9 Horror Movie Kids Who Had A Blast Playing Creepy And Tormented Characters

To what extent are child actors in horror movies exposed to the macabre material they're working with? As it turns out, they're often (and surprisingly) barely exposed to anything bloodcurdling at all. Film editing is a remarkable art that, when done right, can make an IRL walk in the park look like a cinematic walk through a human slaughterhouse. As you'll learn from this list, many quintessentially creepy horror movie kids had no idea they were even being ominous.

Encountering horror movie children who didn't realize they were in horror movies isn't unusual; Danny Lloyd in The Shining famously had no clue he was starring in one of the scariest films of all time, and Linda Blair mostly had a lot of fun playing the fearsomely possessed Regan MacNeil in The Exorcist. If you've ever wondered how kids in inappropriately adult films were sheltered from the proverbial storm filming around them, read on: the Freddy Kruegers and murderous dolls that have always scared you may be cuddlier than you think.


  • When Danny Lloyd was chosen to play little Danny Torrance in The Shining, director Stanley Kubrick was determined to make sure he remained sheltered from the horrors of the Overlook Hotel. According to lore, Kubrick was "highly protective" of Lloyd, who was only 6 at the time of the shoot; the director even opted to use dummies (as opposed to body doubles) as stand-ins for some of Lloyd's most harrowing scenes.
● ● ● ● ● ● ●
WHAT IS ASKED =>
a – Answer these questions using the article about horror movie child actors:
(i) What character did Linda Blair play in The Exorcist?
(ii) How old was Danny Lloyd when The Shining was shot?
(iii) What did Stanley Kubrick use as stand-ins for some of Lloyd's most harrowing scenes?
b – Carry the article about horror movie child actors forward from its final sentence.
The lines that come after this article have nothing to do with it.

SOURCE EXCERPT =>
● ● ● ● ● ● ●
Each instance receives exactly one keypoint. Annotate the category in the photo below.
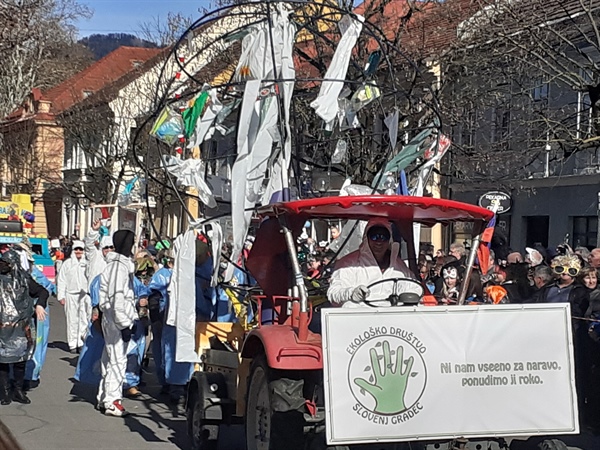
● ● ● ● ● ● ●
ANSWERS =>
a –
(i) Regan MacNeil
(ii) 6
(iii) Dummies

b –
    In the aftermath of Danny's encounter with the Woman in Room 237, for example ... when Wendy (Shelly Duvall) is carrying a traumatized Danny away while accusing Jack (Jack Nicholson) of choking him ... it was actually a lifesized dummy she was working with. Little Lloyd was none the wiser, and only realized the truth when he finally saw the uncut film years later.

    In the meantime, he had a blast hanging out with the cast (especially Scatman Crothers, with whom he developed a special bond) and riding his Big Wheel up and down the halls of Elstree Studios. He was also charmingly thrilled about the money ("probably five or six hundred dollars!") his role brought him..

  • Heather O'Rourke, who tragically died at the age of 12, is beloved the world over for playing Carol Anne Freeling, the angelic little girl sucked into another dimension (via her closet) in 1982's Poltergeist. But the actual experience of shooting Stephen Spielberg's and Tobe Hooper's iconic horror film was apparently anything but scary.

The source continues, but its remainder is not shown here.